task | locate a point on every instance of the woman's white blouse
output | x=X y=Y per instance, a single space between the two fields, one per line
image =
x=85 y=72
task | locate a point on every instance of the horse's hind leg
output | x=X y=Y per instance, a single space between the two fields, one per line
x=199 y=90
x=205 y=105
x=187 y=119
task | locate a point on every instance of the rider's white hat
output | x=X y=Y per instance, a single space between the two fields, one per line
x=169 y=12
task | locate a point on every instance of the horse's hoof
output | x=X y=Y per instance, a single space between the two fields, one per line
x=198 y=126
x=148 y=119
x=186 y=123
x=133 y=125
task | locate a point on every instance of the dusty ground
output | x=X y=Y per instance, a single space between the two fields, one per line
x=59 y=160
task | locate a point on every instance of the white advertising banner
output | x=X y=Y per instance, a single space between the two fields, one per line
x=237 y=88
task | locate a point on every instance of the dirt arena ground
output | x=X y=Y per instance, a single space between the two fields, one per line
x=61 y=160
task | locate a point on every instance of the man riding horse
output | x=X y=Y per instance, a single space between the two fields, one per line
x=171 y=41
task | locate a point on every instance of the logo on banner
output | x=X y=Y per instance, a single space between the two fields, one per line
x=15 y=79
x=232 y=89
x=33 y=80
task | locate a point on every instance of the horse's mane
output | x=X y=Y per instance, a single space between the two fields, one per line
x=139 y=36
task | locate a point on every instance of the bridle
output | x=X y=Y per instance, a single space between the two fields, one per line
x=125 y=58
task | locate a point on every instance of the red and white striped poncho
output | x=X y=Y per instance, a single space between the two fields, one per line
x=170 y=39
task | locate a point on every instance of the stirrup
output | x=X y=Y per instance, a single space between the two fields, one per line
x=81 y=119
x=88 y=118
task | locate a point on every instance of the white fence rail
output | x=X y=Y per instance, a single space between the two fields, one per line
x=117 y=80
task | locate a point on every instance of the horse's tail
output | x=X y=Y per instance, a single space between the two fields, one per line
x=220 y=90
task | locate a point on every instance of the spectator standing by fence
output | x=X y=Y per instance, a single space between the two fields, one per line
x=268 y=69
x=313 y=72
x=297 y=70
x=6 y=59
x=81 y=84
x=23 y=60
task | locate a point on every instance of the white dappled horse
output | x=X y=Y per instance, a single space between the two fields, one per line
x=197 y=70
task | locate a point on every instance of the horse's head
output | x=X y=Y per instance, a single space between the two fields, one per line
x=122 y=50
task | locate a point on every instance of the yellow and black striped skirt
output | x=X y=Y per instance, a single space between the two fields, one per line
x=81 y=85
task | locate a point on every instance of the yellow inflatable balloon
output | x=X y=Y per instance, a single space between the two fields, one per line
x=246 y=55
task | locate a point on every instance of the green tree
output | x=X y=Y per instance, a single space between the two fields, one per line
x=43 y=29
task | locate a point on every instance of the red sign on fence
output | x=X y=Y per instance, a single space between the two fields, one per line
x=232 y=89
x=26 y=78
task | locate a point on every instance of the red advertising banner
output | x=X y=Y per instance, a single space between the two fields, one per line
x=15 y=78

---

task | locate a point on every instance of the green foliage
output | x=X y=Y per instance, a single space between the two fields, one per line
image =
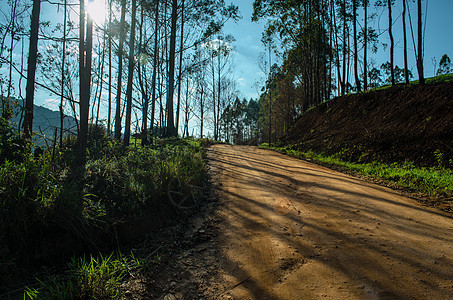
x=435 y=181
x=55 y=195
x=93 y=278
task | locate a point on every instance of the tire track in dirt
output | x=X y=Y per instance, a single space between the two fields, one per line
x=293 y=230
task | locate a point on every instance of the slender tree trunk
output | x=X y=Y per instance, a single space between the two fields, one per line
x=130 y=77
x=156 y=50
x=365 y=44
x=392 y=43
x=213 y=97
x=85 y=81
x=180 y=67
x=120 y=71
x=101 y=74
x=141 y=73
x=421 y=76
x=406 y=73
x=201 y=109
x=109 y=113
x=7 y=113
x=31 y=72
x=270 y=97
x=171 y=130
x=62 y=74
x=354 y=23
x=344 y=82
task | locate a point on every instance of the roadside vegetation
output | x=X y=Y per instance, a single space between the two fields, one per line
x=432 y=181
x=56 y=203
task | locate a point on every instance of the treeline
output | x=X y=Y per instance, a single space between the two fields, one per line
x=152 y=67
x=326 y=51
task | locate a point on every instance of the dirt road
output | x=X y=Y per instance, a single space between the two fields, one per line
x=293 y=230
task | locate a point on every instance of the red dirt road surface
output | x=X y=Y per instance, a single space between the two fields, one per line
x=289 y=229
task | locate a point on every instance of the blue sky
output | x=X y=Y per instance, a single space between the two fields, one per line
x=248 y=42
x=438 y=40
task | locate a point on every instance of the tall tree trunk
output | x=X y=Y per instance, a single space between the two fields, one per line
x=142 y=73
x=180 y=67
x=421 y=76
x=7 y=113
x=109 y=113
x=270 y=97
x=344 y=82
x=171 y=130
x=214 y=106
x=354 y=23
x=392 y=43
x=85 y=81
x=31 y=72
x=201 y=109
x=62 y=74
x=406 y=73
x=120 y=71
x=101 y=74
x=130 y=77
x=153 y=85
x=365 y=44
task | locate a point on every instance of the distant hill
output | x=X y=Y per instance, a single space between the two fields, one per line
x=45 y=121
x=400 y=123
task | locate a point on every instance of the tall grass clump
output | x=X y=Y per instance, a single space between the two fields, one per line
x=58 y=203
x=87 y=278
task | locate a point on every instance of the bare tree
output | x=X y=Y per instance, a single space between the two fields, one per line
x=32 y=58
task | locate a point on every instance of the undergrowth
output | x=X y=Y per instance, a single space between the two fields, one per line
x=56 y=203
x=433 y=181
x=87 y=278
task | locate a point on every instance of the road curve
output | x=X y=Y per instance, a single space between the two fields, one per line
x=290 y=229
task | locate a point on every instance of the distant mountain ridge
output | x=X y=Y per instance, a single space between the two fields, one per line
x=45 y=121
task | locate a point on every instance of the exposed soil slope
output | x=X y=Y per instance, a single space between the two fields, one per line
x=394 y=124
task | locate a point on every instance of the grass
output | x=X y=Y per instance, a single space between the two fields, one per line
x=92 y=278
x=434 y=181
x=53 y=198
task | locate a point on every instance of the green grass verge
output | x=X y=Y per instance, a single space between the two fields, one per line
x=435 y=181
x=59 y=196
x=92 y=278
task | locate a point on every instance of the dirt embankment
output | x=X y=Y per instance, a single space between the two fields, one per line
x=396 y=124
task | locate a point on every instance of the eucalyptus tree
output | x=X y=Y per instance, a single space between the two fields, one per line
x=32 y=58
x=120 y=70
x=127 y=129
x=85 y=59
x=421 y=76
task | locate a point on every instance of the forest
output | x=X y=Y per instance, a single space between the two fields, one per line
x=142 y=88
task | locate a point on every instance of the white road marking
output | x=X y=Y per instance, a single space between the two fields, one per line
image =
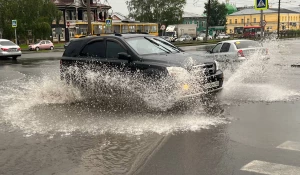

YOUR GOAL
List every line in the records above that contains the word "white", copying each such line in full.

EXERCISE OUTPUT
task | locate a point on every instance of the woman's white blouse
task | locate a point on every instance of the rider's white hat
task | locate a point on every instance of the white advertising banner
task | locate a point on every instance of the red and white striped poncho
task | locate a point on every instance of the white fence rail
task | locate a point on every instance of the white dappled horse
task | locate a point on every instance of the white road marking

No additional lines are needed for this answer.